### [Exercise directions]
Look for "canyon" in each line of the entries, and return the matching lines.
Top of Exercise inputs
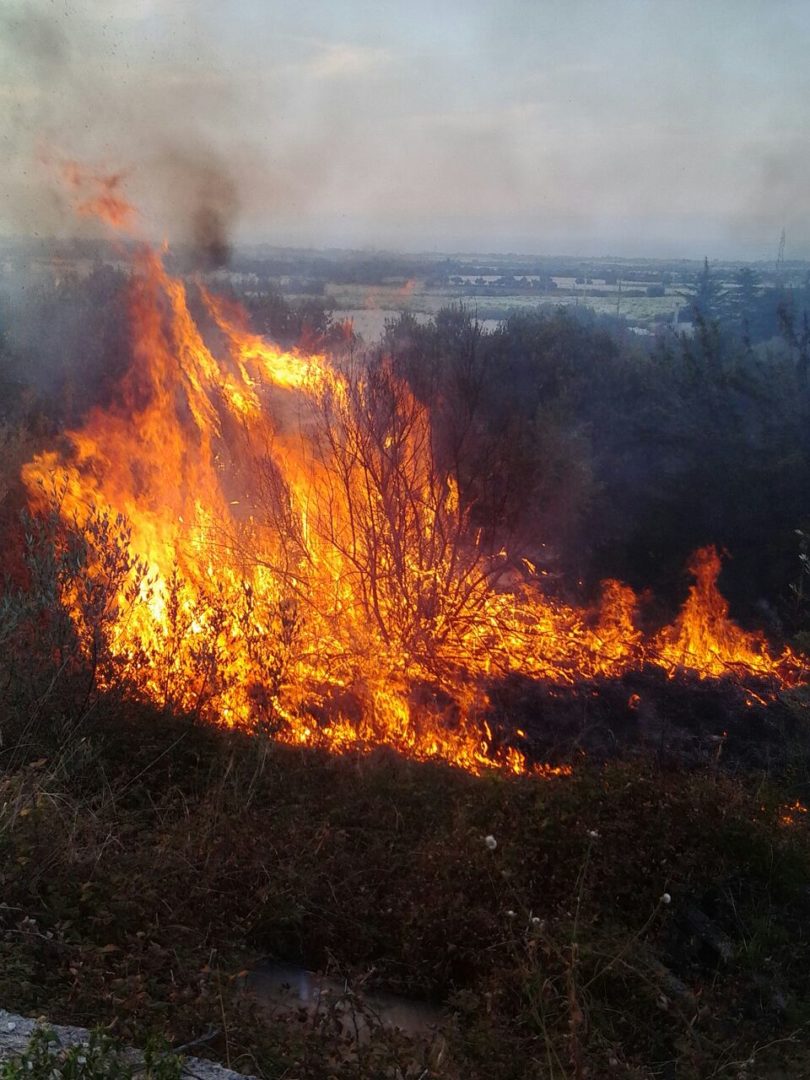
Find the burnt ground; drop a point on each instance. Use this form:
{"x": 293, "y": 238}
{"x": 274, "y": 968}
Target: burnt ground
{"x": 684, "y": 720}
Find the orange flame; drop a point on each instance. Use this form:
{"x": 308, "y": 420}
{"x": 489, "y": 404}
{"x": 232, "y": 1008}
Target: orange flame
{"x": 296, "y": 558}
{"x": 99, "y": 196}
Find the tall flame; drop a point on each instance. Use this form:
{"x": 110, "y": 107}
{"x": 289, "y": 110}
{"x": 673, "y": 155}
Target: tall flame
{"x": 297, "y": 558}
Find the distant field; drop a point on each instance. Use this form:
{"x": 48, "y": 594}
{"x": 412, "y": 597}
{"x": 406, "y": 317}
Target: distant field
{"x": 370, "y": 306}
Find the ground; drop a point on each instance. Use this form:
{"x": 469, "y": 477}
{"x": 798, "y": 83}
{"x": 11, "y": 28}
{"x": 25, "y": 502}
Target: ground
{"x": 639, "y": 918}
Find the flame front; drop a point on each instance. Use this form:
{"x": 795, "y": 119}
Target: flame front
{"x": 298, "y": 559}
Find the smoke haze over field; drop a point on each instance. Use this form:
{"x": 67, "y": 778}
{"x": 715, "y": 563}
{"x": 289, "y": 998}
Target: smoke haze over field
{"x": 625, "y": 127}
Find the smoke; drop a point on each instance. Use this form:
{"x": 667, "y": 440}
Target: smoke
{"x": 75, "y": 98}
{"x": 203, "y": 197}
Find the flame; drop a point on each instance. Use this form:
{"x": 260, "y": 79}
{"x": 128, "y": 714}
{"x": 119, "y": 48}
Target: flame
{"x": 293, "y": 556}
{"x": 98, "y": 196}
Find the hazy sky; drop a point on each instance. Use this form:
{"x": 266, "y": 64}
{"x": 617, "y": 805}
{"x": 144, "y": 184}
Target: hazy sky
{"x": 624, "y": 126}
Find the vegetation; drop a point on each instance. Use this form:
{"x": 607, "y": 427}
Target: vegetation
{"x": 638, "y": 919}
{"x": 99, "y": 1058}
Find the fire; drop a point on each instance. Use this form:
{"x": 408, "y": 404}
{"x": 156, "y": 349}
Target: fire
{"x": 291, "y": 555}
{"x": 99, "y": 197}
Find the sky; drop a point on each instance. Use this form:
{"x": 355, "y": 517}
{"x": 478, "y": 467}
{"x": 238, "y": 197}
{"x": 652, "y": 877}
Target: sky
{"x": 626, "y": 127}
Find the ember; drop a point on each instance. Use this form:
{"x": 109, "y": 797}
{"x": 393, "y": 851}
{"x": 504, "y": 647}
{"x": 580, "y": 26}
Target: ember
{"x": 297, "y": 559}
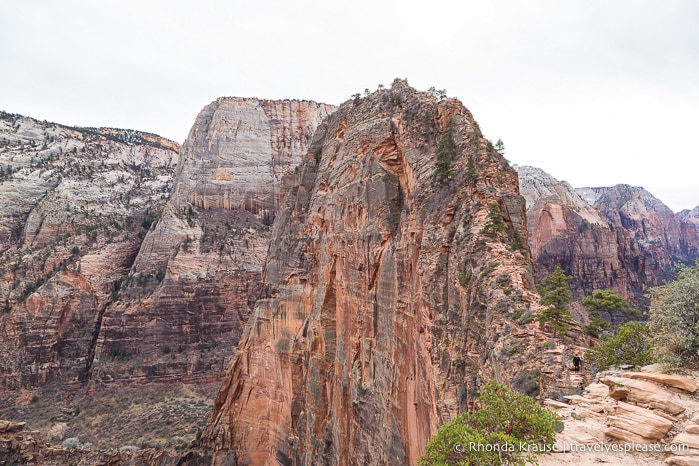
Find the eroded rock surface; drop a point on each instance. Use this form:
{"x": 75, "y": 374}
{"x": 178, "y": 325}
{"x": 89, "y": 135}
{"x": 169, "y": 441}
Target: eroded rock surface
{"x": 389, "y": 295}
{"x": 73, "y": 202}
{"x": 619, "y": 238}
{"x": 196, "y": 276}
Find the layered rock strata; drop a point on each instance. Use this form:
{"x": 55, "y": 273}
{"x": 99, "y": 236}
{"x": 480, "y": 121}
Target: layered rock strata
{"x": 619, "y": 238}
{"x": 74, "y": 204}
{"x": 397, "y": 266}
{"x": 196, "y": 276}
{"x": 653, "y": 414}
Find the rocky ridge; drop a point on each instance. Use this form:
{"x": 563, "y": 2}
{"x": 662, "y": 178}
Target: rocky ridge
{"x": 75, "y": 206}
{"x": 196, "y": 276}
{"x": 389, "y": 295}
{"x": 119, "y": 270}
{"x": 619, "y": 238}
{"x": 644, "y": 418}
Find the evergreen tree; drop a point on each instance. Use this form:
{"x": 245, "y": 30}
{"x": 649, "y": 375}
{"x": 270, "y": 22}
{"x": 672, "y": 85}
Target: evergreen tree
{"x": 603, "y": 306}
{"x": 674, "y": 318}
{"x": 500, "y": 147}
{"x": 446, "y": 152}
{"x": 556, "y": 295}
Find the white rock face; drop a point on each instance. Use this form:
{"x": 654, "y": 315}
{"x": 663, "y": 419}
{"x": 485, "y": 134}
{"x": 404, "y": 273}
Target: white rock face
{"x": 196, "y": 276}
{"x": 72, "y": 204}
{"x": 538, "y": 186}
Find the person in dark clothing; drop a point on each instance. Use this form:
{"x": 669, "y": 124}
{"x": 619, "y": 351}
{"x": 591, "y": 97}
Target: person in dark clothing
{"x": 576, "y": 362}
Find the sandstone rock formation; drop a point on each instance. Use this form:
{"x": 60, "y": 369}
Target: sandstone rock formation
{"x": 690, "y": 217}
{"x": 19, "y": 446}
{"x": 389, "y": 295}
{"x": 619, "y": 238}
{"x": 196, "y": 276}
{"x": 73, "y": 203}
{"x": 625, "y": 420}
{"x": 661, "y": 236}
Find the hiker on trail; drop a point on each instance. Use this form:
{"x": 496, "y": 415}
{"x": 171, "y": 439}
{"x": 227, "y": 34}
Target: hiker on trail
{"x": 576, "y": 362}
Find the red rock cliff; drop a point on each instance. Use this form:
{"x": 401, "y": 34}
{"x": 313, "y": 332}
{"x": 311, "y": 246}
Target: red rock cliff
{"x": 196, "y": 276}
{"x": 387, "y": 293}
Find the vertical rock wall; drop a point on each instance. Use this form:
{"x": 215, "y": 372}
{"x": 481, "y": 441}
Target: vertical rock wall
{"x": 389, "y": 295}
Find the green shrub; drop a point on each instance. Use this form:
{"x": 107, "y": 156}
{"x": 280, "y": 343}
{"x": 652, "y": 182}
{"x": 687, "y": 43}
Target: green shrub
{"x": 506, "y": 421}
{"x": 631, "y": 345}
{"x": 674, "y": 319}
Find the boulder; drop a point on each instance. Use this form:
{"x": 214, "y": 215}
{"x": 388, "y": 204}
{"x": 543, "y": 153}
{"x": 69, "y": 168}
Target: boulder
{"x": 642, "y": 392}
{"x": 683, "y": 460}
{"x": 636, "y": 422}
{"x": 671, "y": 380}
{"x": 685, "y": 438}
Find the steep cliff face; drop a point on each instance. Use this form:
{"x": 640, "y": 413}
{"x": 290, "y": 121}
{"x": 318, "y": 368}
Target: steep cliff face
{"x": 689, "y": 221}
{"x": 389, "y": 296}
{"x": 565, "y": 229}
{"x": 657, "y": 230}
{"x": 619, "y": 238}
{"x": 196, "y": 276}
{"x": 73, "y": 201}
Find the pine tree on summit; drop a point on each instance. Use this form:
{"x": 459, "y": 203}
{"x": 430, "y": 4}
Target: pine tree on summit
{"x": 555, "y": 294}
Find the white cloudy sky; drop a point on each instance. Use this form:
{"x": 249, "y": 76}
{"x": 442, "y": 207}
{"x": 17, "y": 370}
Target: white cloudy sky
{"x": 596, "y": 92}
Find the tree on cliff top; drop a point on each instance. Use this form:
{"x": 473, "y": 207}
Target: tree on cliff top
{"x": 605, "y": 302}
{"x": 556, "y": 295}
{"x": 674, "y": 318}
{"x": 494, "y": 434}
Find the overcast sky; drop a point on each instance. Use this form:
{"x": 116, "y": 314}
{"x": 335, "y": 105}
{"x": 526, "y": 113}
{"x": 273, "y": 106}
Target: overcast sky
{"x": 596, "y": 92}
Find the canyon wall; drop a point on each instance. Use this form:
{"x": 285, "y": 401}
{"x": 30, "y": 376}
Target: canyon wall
Bottom of Exercise inputs
### [Result of the task]
Find the canyon wall; drop a point on each instance. Use this form:
Target: canyon wall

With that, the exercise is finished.